Your reply should be made up of every line in the records below that holds the string "array".
+++
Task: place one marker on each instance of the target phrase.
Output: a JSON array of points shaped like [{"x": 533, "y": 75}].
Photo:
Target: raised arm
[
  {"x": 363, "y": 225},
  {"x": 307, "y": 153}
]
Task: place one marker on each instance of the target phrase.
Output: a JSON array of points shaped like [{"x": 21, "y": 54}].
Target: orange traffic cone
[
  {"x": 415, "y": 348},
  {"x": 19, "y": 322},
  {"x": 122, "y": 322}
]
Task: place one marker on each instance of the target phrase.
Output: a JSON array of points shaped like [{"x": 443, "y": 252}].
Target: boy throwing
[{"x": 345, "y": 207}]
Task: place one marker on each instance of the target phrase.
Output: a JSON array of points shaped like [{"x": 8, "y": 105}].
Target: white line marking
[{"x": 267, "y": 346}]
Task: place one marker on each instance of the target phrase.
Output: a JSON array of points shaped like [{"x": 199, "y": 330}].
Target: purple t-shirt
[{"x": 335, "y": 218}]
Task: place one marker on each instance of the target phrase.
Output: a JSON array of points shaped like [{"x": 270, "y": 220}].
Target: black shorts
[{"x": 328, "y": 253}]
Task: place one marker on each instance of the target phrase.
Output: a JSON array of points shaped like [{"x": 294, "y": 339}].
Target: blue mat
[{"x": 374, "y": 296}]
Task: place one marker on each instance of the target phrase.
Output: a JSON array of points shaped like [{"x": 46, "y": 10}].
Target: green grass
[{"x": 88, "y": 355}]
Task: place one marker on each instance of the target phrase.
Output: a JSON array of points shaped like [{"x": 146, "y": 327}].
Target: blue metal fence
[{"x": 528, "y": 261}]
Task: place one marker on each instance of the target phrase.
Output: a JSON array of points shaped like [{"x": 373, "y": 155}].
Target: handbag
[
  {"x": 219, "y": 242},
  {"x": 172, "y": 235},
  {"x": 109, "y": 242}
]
+++
__Exercise output__:
Output: a JSON array of points shaped like [{"x": 533, "y": 75}].
Output: a JSON array of points shaped like [{"x": 21, "y": 54}].
Output: a JSON array of points shaped like [{"x": 443, "y": 252}].
Output: a JSON array of points shaped like [{"x": 8, "y": 105}].
Output: a JSON array of points shaped like [{"x": 199, "y": 330}].
Output: a JSON array of points shaped like [{"x": 270, "y": 220}].
Output: a JSON array of points shaped like [{"x": 294, "y": 339}].
Output: a JSON array of points shaped like [{"x": 46, "y": 10}].
Output: a JSON array of points shaped like [{"x": 146, "y": 327}].
Output: a JSON array of points shaped like [{"x": 373, "y": 155}].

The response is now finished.